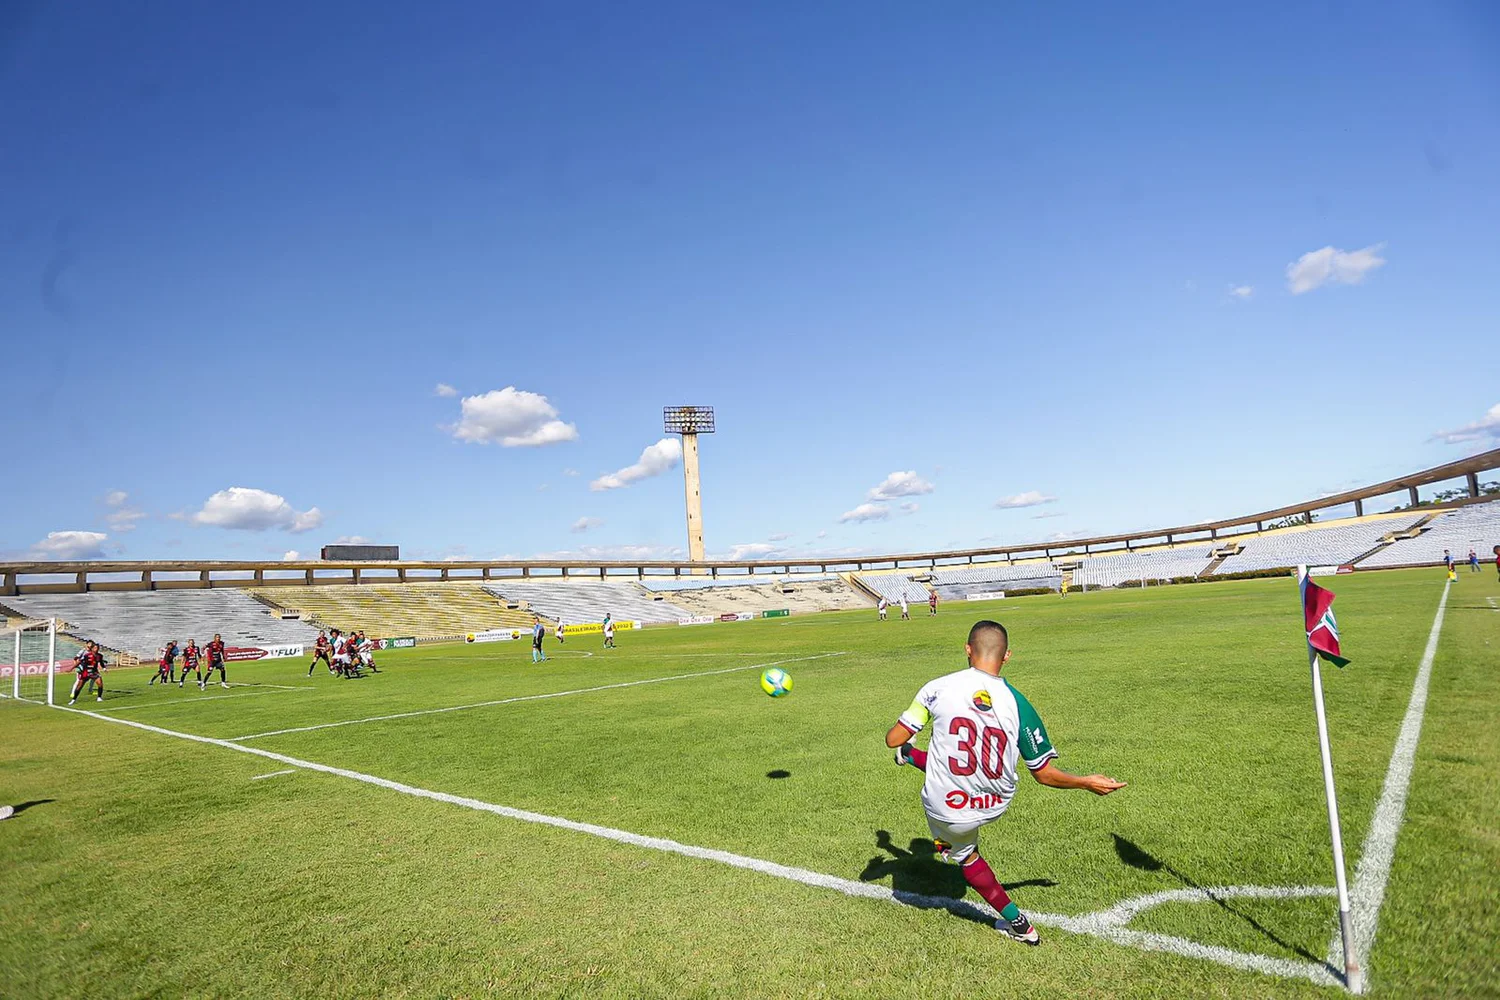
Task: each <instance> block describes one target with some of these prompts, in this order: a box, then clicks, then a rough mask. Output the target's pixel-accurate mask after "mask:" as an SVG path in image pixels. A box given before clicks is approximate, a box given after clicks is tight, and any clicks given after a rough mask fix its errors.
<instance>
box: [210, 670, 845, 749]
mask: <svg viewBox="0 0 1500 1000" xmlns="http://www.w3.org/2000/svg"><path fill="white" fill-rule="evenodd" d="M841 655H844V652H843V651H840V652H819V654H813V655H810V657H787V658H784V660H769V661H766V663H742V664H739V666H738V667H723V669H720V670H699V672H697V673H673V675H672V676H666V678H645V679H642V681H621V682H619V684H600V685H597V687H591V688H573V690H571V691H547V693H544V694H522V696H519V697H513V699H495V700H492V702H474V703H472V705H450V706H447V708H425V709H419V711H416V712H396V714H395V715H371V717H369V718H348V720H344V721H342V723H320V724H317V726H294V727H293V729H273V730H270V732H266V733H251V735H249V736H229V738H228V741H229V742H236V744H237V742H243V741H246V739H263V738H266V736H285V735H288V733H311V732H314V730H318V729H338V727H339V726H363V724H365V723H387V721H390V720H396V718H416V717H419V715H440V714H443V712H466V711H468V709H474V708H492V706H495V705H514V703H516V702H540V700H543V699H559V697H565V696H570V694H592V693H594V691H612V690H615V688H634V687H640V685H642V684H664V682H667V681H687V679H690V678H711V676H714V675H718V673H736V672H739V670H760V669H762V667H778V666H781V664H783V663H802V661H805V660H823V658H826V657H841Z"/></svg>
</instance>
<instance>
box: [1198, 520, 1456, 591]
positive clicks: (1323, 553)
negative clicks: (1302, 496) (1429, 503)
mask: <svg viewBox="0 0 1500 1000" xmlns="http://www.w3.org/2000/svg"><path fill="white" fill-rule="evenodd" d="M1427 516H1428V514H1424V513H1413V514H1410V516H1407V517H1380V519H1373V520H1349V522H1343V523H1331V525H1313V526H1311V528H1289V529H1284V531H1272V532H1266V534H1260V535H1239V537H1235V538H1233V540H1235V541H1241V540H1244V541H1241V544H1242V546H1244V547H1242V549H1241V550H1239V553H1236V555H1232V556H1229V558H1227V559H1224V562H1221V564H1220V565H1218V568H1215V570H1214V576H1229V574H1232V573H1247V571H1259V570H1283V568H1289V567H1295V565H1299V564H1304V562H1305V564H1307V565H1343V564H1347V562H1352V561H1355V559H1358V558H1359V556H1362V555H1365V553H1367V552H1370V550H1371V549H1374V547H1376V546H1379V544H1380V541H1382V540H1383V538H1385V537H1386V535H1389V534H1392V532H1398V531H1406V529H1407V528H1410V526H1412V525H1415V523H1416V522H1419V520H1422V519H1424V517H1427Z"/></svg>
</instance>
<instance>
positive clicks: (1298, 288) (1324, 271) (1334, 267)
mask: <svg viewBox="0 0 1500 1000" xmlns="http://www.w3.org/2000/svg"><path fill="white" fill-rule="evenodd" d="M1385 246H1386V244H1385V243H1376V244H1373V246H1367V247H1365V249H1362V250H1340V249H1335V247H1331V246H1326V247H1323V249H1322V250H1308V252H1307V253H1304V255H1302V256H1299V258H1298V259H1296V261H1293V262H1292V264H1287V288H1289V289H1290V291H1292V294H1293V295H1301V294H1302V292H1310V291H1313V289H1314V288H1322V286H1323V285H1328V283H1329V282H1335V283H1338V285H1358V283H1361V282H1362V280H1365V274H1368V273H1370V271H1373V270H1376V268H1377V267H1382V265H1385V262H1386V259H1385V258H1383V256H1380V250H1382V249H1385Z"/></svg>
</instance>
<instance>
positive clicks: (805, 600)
□ □ □ □ □
Instructions for the task
Return the listing above unchanged, apart from dropping its pictures.

Reply
Task: each <instance> block describes one target with some of these prompts, in this order: a box, then clicks, then a rough mask. Output the target's pixel-accurate mask after "mask:" as an SVG path in image pixels. A box given before clicks is approximate, a box given after clicks is tight, and any clicks given after a rough mask fix its errors.
<instance>
box: [210, 670, 845, 749]
mask: <svg viewBox="0 0 1500 1000" xmlns="http://www.w3.org/2000/svg"><path fill="white" fill-rule="evenodd" d="M841 655H844V652H843V651H840V652H819V654H813V655H810V657H787V658H784V660H769V661H766V663H742V664H739V666H738V667H723V669H720V670H699V672H697V673H673V675H672V676H666V678H645V679H642V681H621V682H619V684H600V685H597V687H591V688H573V690H571V691H547V693H544V694H522V696H519V697H513V699H495V700H492V702H474V703H472V705H450V706H447V708H425V709H419V711H416V712H396V714H395V715H371V717H369V718H348V720H344V721H342V723H320V724H317V726H294V727H293V729H273V730H270V732H266V733H251V735H249V736H229V738H228V741H229V742H236V744H237V742H243V741H246V739H263V738H266V736H285V735H288V733H311V732H314V730H318V729H338V727H339V726H363V724H365V723H387V721H390V720H396V718H416V717H419V715H440V714H443V712H466V711H468V709H474V708H492V706H495V705H514V703H516V702H540V700H543V699H559V697H565V696H570V694H592V693H594V691H612V690H615V688H634V687H640V685H642V684H664V682H667V681H687V679H690V678H711V676H714V675H718V673H736V672H739V670H760V669H762V667H778V666H781V664H783V663H802V661H805V660H823V658H826V657H841Z"/></svg>
</instance>
<instance>
box: [1198, 520, 1456, 591]
positive clicks: (1323, 553)
negative clicks: (1302, 496) (1429, 503)
mask: <svg viewBox="0 0 1500 1000" xmlns="http://www.w3.org/2000/svg"><path fill="white" fill-rule="evenodd" d="M1427 516H1428V514H1424V513H1413V514H1410V516H1407V517H1380V519H1373V520H1349V522H1343V523H1331V525H1313V526H1311V528H1289V529H1284V531H1272V532H1266V534H1260V535H1239V537H1235V538H1233V540H1235V541H1241V540H1244V541H1241V544H1242V546H1244V547H1242V549H1241V550H1239V553H1236V555H1232V556H1229V558H1227V559H1224V562H1221V564H1220V565H1218V568H1215V570H1214V576H1229V574H1232V573H1247V571H1259V570H1283V568H1289V567H1295V565H1299V564H1304V562H1305V564H1307V565H1343V564H1347V562H1352V561H1355V559H1358V558H1359V556H1362V555H1365V553H1367V552H1370V550H1371V549H1374V547H1376V546H1379V544H1380V541H1382V540H1383V538H1385V537H1386V535H1389V534H1392V532H1398V531H1406V529H1407V528H1410V526H1412V525H1415V523H1416V522H1419V520H1422V519H1424V517H1427Z"/></svg>
</instance>
<instance>
positive clicks: (1298, 288) (1324, 271) (1334, 267)
mask: <svg viewBox="0 0 1500 1000" xmlns="http://www.w3.org/2000/svg"><path fill="white" fill-rule="evenodd" d="M1385 246H1386V244H1385V243H1376V244H1373V246H1367V247H1365V249H1362V250H1340V249H1335V247H1331V246H1326V247H1323V249H1322V250H1308V252H1307V253H1304V255H1302V256H1299V258H1298V259H1296V261H1293V262H1292V264H1287V288H1289V289H1290V291H1292V294H1293V295H1301V294H1302V292H1310V291H1313V289H1314V288H1322V286H1323V285H1328V283H1329V282H1335V283H1338V285H1358V283H1361V282H1362V280H1365V274H1368V273H1370V271H1373V270H1376V268H1377V267H1382V265H1385V262H1386V259H1385V258H1383V256H1380V250H1382V249H1385Z"/></svg>
</instance>
<instance>
positive clicks: (805, 600)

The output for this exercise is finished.